• _OBJECTIVE_:
Reproduce the lines below without any change, from the line containing "Give the mask of every instance of the <item>silver" through the last line, and leave the pictures out of your answer.

[start of MATERIAL SHOWN]

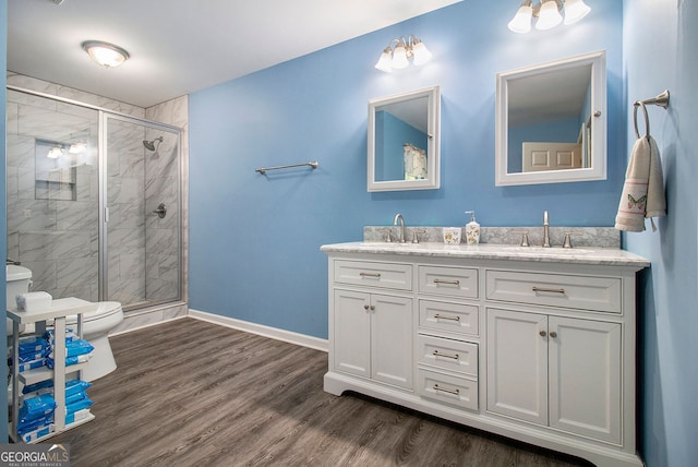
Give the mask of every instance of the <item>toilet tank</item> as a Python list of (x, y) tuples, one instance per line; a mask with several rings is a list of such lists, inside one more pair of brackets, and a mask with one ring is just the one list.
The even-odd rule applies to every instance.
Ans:
[[(14, 264), (8, 264), (5, 268), (8, 275), (8, 308), (14, 308), (17, 306), (15, 297), (20, 294), (29, 291), (29, 284), (32, 283), (32, 271), (24, 266), (16, 266)], [(8, 335), (12, 334), (12, 321), (8, 319)], [(20, 327), (20, 332), (23, 331), (24, 325)]]

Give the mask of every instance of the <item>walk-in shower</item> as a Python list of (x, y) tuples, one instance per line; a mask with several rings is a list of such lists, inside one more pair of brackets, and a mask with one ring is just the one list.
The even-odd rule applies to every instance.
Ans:
[(32, 289), (183, 300), (180, 129), (11, 86), (8, 119), (7, 258)]

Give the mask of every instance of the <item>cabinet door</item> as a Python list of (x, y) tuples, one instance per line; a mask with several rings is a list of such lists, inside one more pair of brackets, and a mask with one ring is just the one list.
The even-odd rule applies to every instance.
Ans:
[(547, 316), (488, 309), (488, 410), (547, 424)]
[(335, 370), (371, 378), (371, 296), (335, 290)]
[(412, 388), (412, 300), (374, 294), (371, 309), (371, 378)]
[(551, 316), (550, 424), (621, 442), (621, 324)]

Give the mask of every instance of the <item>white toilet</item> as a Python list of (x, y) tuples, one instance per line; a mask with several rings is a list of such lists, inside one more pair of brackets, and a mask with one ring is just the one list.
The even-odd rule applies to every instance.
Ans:
[[(85, 303), (89, 303), (85, 301)], [(118, 301), (99, 301), (97, 310), (83, 313), (83, 339), (95, 348), (89, 364), (83, 370), (84, 381), (95, 381), (117, 369), (111, 352), (108, 334), (123, 321), (123, 310)], [(76, 315), (69, 315), (65, 324), (70, 327), (77, 323)], [(70, 370), (70, 368), (69, 368)]]
[[(8, 265), (8, 308), (16, 307), (15, 297), (29, 290), (32, 271), (23, 266)], [(85, 304), (89, 302), (82, 300)], [(95, 381), (117, 369), (107, 335), (123, 321), (123, 310), (118, 301), (97, 302), (97, 310), (83, 314), (83, 339), (93, 345), (95, 351), (89, 364), (83, 370), (82, 379)], [(67, 325), (75, 325), (76, 315), (69, 315)], [(51, 325), (52, 323), (46, 323)], [(24, 331), (22, 327), (20, 332)], [(12, 321), (8, 320), (8, 335), (12, 334)], [(70, 370), (70, 368), (69, 368)]]

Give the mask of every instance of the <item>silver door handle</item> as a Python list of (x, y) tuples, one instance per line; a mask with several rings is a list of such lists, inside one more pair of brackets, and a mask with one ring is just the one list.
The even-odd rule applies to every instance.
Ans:
[(160, 203), (157, 205), (157, 209), (153, 211), (153, 214), (157, 214), (157, 216), (161, 219), (167, 215), (167, 206), (165, 203)]

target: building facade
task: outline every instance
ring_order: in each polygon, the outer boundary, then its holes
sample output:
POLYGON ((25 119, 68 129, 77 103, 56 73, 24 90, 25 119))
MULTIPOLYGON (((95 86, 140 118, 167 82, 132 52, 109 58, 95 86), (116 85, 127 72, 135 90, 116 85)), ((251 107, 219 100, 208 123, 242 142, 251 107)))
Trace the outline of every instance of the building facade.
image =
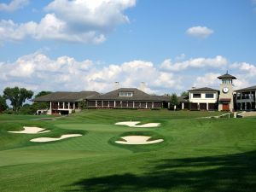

[end of MATERIAL SHOWN]

• _TASK OUTPUT_:
Give the mask of every instance of the <item>silver door handle</item> as a Python list of (x, y) tuples, one instance per line; a mask with several rings is a list of such lists, inside one more pair of brackets, and a mask with one ring is just the one list.
The even-odd rule applies to every instance.
Ans:
[(160, 203), (157, 205), (157, 209), (153, 211), (153, 214), (157, 214), (157, 216), (161, 219), (167, 215), (167, 206), (165, 203)]

target: building facade
task: outline every instance
ring_order: in each polygon, the outer boundary, then its holes
sample output:
POLYGON ((25 119, 68 129, 77 103, 56 73, 24 90, 25 119))
MULTIPOLYGON (((95 86, 140 118, 167 82, 132 52, 109 58, 95 86), (116 85, 127 72, 135 90, 116 85)), ((251 107, 219 100, 208 123, 242 142, 251 107)))
Trace the outline of every instance of the building facade.
image =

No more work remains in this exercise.